> REQUIRED WORK
Where the string "tile" occurs in a line of the data below, that line should be copied.

> RECORDED DATA

=======

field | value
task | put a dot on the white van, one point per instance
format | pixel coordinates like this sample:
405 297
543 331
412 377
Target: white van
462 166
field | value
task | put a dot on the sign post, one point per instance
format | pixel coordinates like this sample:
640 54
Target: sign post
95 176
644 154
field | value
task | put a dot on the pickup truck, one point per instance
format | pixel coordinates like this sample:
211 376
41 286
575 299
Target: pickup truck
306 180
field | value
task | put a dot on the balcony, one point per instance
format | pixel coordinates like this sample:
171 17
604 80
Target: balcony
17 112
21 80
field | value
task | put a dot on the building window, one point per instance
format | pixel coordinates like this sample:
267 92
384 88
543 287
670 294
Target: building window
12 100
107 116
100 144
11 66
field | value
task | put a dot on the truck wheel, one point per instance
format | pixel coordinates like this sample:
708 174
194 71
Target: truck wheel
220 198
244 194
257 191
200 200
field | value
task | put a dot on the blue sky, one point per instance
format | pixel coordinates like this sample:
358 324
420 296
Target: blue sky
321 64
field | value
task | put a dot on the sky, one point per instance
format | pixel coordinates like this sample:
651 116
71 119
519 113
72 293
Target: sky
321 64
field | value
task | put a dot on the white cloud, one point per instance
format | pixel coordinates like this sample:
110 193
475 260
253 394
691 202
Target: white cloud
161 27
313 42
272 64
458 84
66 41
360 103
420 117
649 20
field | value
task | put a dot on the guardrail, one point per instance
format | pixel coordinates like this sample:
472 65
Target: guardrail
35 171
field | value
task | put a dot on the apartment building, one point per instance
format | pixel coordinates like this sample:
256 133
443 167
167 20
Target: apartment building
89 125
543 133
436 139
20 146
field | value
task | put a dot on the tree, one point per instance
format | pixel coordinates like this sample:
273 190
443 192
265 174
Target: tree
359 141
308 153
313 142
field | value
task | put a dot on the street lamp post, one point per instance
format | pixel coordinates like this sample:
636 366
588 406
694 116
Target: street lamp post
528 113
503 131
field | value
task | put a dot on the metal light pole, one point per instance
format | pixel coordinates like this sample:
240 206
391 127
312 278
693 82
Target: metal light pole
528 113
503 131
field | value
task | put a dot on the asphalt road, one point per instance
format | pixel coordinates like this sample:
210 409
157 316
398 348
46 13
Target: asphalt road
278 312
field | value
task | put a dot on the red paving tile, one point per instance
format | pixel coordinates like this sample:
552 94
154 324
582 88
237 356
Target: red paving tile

=======

> TASK SOLUTION
task | put a dot on the red paving tile, one point per instance
Target: red paving tile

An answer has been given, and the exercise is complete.